──────── Extrait du texte ────────

Aronofsky, Darren, Requiem for a dream, image tirée du film. |
Un autre moyen de fuite évident tout au long de l’œuvre est la drogue, mais surtout l’héroïne. Ce phénomène est apparent dans la scène décrite plus tôt où Harry, suite à l’échange avec sa mère, remédie à sa tristesse avec une injection d’héroïne. Marion, dans une autre scène, suggère aussi le besoin de fuir par la prise de ces substances. Elle fait face à un miroir et ose à peine se regarder. Sans trop comprendre vraiment ce qui se passe dans sa tête, il est facile de déduire par ces gestes en tant que spectateur que quelque chose la tracasse. Afin de ne plus y penser, elle ingère de la cocaïne. Enfin, elle arrive à se faire face. Son regard absent et son relâchement instantané laissent entendre qu’elle a réussi à échapper à ce qui semblait la déranger.
La drogue est un moyen de fuite, mais elle n’est pas sans dommage. Elle crée une forte dépendance. Même si Marion a suivi des cures de désintoxication, l’emprise que les substances ont sur elle l’a poussée à arrêter sa thérapie. Comme elle est redevenue toxicomane, lorsqu’elle tombe en pénurie de drogue, le manquement de celle-ci enclenche un besoin mental, mais aussi physique d’en consommer à nouveau. Vers la fin du film, Marion, en carence, s’agite et gémit dans son sommeil. La scène est présentée en accéléré. S’ensuit un gros plan sur son visage lorsqu’elle se réveille en sursaut et en sueur. Marion est tellement dépendante de la drogue que même dans son long sommeil, représenté par l’accéléré, son corps et son esprit agités l’empêchent de dormir adéquatement. Les actions banales de la vie deviennent alors encore plus pénibles : un autre cercle vicieux s’installe ici, la prise de drogue devenant de plus en plus importante afin de fuir le fait que la dépendance est réelle et affecte davantage la réalité.

──────── Données fournies ────────

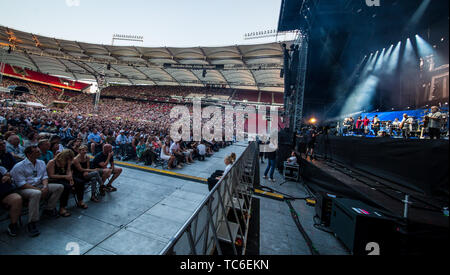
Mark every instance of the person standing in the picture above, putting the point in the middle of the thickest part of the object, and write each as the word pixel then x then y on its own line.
pixel 59 171
pixel 376 125
pixel 366 123
pixel 11 199
pixel 434 124
pixel 272 157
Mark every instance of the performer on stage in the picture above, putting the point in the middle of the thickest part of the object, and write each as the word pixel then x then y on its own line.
pixel 406 126
pixel 434 123
pixel 376 125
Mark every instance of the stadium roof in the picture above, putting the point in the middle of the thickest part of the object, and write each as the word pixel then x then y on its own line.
pixel 255 67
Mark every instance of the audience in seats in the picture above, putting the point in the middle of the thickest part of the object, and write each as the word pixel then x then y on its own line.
pixel 31 179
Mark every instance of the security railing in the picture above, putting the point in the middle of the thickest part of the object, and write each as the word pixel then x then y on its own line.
pixel 221 223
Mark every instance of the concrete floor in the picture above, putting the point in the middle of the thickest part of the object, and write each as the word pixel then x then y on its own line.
pixel 149 209
pixel 139 219
pixel 279 234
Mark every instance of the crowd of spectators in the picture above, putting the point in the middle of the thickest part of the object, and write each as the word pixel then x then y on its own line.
pixel 43 151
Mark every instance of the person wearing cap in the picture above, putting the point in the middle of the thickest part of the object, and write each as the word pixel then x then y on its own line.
pixel 406 125
pixel 434 124
pixel 121 141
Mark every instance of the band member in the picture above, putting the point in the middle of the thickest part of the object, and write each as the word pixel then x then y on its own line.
pixel 433 120
pixel 406 126
pixel 395 126
pixel 376 125
pixel 366 123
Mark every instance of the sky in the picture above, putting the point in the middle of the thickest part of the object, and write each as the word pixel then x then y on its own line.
pixel 172 23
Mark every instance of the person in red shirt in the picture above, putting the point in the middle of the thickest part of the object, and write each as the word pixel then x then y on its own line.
pixel 359 124
pixel 366 123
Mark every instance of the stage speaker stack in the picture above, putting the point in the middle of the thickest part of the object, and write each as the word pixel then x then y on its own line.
pixel 324 207
pixel 360 227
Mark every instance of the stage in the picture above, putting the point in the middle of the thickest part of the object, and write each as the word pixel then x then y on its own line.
pixel 381 173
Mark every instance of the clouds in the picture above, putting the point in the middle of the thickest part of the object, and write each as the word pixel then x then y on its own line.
pixel 73 3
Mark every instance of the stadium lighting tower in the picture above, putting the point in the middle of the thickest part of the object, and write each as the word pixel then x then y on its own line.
pixel 124 37
pixel 4 49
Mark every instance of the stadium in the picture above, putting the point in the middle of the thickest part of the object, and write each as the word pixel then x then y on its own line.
pixel 328 138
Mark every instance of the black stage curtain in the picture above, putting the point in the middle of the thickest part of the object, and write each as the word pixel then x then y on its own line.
pixel 418 164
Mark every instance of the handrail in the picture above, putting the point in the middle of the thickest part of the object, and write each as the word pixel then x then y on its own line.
pixel 206 202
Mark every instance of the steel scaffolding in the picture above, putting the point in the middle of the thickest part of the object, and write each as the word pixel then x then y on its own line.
pixel 224 216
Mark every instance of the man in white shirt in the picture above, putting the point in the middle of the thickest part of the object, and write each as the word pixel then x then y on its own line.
pixel 30 177
pixel 201 150
pixel 13 146
pixel 293 159
pixel 175 151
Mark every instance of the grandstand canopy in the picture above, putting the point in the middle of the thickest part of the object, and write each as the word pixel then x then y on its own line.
pixel 254 67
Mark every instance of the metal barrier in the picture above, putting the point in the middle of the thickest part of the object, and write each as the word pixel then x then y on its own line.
pixel 209 226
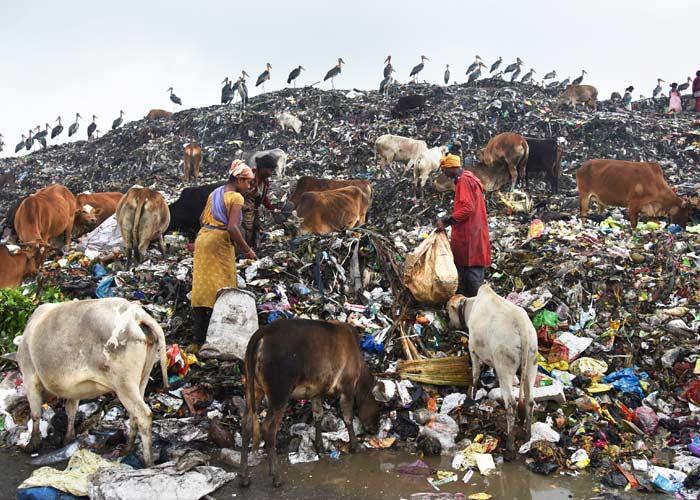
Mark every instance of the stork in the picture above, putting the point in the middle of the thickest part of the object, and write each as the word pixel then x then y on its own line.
pixel 658 88
pixel 116 123
pixel 57 129
pixel 577 81
pixel 264 76
pixel 418 68
pixel 334 71
pixel 512 67
pixel 92 127
pixel 74 126
pixel 388 68
pixel 295 74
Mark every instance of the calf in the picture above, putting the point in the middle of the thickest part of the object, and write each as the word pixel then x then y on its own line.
pixel 639 186
pixel 143 217
pixel 94 209
pixel 334 210
pixel 46 214
pixel 544 155
pixel 574 94
pixel 18 263
pixel 83 349
pixel 192 159
pixel 501 335
pixel 509 149
pixel 304 359
pixel 307 184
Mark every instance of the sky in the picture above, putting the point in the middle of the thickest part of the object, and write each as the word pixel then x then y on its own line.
pixel 59 58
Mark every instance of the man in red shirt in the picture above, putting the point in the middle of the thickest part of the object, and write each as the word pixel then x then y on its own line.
pixel 471 246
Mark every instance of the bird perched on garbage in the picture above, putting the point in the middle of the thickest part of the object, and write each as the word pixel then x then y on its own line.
pixel 57 129
pixel 295 74
pixel 388 69
pixel 577 81
pixel 658 88
pixel 74 126
pixel 528 76
pixel 92 127
pixel 116 123
pixel 264 76
pixel 334 71
pixel 512 67
pixel 175 99
pixel 418 68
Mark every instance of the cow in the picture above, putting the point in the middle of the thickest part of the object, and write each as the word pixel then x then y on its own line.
pixel 83 349
pixel 507 149
pixel 544 155
pixel 157 114
pixel 16 263
pixel 501 335
pixel 192 160
pixel 638 186
pixel 306 184
pixel 408 103
pixel 574 94
pixel 333 210
pixel 304 359
pixel 143 217
pixel 185 212
pixel 94 209
pixel 395 148
pixel 46 214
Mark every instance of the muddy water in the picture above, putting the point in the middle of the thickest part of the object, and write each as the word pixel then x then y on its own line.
pixel 367 475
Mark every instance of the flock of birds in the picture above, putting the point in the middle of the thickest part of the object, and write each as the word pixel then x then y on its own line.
pixel 239 87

────────

## [Consignes]
• A. Renvoyez à l'identique le passage du texte sur Requiem for a Dream compris entre « Aronofsky, Darren, Requiem » et « semblait la déranger. », ces deux bornes incluses.
• B. Dans le texte sur Requiem for a Dream, traduisez en anglais la phrase suivante : « Vers la fin du film, Marion, en carence, s’agite et gémit dans son sommeil. »

## [Réponses]
• A.
Aronofsky, Darren, Requiem for a dream, image tirée du film. |
Un autre moyen de fuite évident tout au long de l’œuvre est la drogue, mais surtout l’héroïne. Ce phénomène est apparent dans la scène décrite plus tôt où Harry, suite à l’échange avec sa mère, remédie à sa tristesse avec une injection d’héroïne. Marion, dans une autre scène, suggère aussi le besoin de fuir par la prise de ces substances. Elle fait face à un miroir et ose à peine se regarder. Sans trop comprendre vraiment ce qui se passe dans sa tête, il est facile de déduire par ces gestes en tant que spectateur que quelque chose la tracasse. Afin de ne plus y penser, elle ingère de la cocaïne. Enfin, elle arrive à se faire face. Son regard absent et son relâchement instantané laissent entendre qu’elle a réussi à échapper à ce qui semblait la déranger.

• B. Toward the end of the film, Marion, in withdrawal, tosses and moans in her sleep.